Em um mundo que não pára de falar, o tímido é doente. Pensei assim por 20 anos de vida. Desisti da escola, aos 15 anos, porque não conseguia fazer palestras. Fiz terapia para tratar a “fobia social”. Não me curei. Voltei a estudar aos 18, fiz curso de Comunicação Social. E continuei tímida.
Me apoiei na escrita para suprir o déficit. Primeiro veio a leitura, refúgio contra a horda de falantes. Como não sabia abrir a boca, abria um livro para “conversar”. Assim aprendi a dialogar com vozes distantes no tempo e no espaço, e com meus botões. Pensei que me tornaria uma escritora, publicada e conhecida. A timidez impediu de divulgar meus escritos, crivados pela autocrítica.
Quando comecei a trabalhar, estranhando a “falta de iniciativa”, colegas e amigos recomendavam que fizesse teatro. Nunca me entusiasmei, nem para desinibir. Hoje há atores nipo-brasileiros que oferecem ótimos cursos, baseados em técnicas teatrais, para ajudar os tímidos a se soltarem.

• [Problema a resolver]
Por favor, copie sem nenhuma alteração o trecho do texto sobre a timidez que começa em "Em um mundo" e termina em "E continuei tímida.". O material abaixo não tem relação com o texto sobre a timidez.

• [Material fornecido]
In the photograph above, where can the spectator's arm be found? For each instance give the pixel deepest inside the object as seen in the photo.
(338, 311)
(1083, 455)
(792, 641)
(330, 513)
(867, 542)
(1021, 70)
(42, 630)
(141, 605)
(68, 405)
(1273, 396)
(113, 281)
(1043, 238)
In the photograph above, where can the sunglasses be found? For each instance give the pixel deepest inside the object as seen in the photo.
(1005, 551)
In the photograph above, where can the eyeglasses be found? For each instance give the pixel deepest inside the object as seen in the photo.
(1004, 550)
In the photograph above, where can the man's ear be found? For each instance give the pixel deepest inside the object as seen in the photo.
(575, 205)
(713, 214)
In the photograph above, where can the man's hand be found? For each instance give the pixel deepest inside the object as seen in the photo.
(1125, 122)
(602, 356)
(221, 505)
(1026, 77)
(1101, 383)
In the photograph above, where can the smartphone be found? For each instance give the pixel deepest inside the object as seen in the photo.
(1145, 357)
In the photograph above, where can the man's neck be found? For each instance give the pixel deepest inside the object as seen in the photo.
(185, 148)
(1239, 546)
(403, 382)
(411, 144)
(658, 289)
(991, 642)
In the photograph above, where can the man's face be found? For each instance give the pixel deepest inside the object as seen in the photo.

• [Espaço da resposta]
Em um mundo que não pára de falar, o tímido é doente. Pensei assim por 20 anos de vida. Desisti da escola, aos 15 anos, porque não conseguia fazer palestras. Fiz terapia para tratar a “fobia social”. Não me curei. Voltei a estudar aos 18, fiz curso de Comunicação Social. E continuei tímida.